Copy the lines again, starting with the line that contains "of the light" and going on through the end of the rows, and add 75 to every coordinate in the answers. Leave the requests and their sample coordinates unchanged.

======== DATASET RECORDS

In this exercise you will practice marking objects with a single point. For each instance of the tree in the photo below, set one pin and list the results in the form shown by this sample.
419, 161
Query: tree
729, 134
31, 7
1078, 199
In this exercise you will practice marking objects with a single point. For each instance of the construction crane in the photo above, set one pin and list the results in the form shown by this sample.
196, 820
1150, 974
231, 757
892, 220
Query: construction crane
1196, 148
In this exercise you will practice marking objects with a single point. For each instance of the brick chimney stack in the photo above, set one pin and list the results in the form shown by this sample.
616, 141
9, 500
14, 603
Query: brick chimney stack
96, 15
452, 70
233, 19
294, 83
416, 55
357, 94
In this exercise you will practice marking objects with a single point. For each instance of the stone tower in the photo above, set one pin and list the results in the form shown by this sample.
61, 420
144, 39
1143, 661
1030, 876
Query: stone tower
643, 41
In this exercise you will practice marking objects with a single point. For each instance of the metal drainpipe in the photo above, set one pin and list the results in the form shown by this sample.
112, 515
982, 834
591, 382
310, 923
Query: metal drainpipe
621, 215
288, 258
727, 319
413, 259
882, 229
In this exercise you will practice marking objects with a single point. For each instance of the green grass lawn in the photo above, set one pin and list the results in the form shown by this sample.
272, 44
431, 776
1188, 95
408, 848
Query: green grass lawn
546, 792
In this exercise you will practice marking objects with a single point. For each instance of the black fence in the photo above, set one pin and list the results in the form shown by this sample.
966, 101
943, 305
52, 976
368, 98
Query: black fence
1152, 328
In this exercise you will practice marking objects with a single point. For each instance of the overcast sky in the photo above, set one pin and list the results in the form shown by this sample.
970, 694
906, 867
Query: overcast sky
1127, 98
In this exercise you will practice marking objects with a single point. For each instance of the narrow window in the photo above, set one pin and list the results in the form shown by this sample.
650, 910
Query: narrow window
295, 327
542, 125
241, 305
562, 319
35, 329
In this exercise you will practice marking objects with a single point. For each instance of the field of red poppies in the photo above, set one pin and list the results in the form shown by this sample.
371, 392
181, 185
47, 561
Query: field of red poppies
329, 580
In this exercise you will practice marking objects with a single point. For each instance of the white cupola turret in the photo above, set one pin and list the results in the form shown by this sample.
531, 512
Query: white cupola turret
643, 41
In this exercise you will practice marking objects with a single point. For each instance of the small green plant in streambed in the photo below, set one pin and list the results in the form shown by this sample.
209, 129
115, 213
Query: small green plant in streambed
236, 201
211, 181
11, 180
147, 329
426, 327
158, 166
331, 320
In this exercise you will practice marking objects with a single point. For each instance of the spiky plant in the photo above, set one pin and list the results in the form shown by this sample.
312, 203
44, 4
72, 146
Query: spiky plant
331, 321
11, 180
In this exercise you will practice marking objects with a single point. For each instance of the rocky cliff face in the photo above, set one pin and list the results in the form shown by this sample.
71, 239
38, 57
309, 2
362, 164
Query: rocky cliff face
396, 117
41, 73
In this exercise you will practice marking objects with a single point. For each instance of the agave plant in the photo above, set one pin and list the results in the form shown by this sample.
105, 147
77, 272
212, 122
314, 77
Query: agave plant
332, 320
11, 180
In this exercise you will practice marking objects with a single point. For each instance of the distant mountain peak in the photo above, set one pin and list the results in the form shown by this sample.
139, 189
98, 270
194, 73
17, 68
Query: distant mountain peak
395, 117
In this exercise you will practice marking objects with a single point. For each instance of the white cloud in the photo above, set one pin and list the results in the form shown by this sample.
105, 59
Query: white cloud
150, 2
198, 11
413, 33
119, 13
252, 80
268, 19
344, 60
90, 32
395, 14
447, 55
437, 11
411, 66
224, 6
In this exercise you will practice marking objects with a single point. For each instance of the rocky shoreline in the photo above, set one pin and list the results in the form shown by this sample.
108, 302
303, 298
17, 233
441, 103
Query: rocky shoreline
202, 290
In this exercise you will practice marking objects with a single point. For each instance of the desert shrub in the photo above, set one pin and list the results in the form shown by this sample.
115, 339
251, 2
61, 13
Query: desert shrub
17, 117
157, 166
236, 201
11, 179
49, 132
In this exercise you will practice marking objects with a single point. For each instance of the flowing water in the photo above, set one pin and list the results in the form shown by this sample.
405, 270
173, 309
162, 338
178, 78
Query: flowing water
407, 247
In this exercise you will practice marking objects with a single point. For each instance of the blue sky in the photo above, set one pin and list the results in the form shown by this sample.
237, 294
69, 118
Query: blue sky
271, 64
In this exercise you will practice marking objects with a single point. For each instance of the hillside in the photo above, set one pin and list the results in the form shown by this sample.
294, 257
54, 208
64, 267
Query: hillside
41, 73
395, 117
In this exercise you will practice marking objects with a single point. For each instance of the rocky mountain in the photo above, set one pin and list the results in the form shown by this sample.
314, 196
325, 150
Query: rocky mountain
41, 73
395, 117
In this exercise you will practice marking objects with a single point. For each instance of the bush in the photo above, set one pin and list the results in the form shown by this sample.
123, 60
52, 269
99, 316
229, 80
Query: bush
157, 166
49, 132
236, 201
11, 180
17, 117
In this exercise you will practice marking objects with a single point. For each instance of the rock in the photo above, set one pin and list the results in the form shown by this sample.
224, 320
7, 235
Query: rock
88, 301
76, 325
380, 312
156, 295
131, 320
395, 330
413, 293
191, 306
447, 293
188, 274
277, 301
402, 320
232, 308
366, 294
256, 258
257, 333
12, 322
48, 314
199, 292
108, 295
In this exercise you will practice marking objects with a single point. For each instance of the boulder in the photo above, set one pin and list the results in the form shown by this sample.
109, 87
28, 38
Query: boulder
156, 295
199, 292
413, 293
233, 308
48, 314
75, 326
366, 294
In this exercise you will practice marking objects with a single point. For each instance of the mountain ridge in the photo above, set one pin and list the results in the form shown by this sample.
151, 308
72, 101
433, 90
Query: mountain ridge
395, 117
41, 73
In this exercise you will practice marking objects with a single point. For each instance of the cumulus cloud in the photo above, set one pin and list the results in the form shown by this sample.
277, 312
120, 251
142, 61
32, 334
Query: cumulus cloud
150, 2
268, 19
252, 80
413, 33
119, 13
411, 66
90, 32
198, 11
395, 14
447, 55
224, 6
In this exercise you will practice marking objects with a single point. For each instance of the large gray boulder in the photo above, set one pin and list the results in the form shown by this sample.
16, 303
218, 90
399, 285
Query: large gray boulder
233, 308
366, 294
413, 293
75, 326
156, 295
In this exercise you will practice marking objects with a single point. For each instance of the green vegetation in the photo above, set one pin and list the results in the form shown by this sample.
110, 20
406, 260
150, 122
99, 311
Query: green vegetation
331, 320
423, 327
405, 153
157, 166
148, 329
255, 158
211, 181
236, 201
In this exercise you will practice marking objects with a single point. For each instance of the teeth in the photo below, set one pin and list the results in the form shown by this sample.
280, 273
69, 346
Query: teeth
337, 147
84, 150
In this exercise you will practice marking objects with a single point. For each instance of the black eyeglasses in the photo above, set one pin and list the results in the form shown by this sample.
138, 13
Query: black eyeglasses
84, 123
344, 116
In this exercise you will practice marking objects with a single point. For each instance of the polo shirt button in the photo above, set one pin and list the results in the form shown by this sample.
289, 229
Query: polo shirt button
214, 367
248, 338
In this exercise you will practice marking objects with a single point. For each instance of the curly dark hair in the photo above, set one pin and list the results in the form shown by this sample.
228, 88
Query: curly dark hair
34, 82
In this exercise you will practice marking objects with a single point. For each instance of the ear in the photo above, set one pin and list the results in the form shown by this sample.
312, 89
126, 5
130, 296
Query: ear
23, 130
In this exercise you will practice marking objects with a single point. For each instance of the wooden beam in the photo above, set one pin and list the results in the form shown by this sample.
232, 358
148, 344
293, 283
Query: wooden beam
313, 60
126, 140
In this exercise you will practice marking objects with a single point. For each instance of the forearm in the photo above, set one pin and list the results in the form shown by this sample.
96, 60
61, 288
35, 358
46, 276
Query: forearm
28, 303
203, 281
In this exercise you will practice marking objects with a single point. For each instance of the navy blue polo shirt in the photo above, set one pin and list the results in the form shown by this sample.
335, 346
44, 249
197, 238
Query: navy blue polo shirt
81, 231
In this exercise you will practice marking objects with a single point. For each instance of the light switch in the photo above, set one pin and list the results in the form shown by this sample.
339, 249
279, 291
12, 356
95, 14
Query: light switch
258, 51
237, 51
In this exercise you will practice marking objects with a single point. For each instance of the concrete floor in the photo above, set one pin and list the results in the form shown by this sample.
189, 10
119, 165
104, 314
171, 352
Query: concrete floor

================

RIGHT ANSWER
In this exercise you will practice marking objects with a single point. For each instance of the light switch in the photo above, set one pin and list the results in the form shown by this sample.
339, 249
279, 291
12, 356
95, 14
Query: light switch
333, 126
312, 126
In this exercise you will practice marking objects with a single point. For each instance of the concrete floor in the photo above, set one pin and list the results in the form shown by this sample.
189, 10
119, 165
104, 314
171, 352
Query: concrete floor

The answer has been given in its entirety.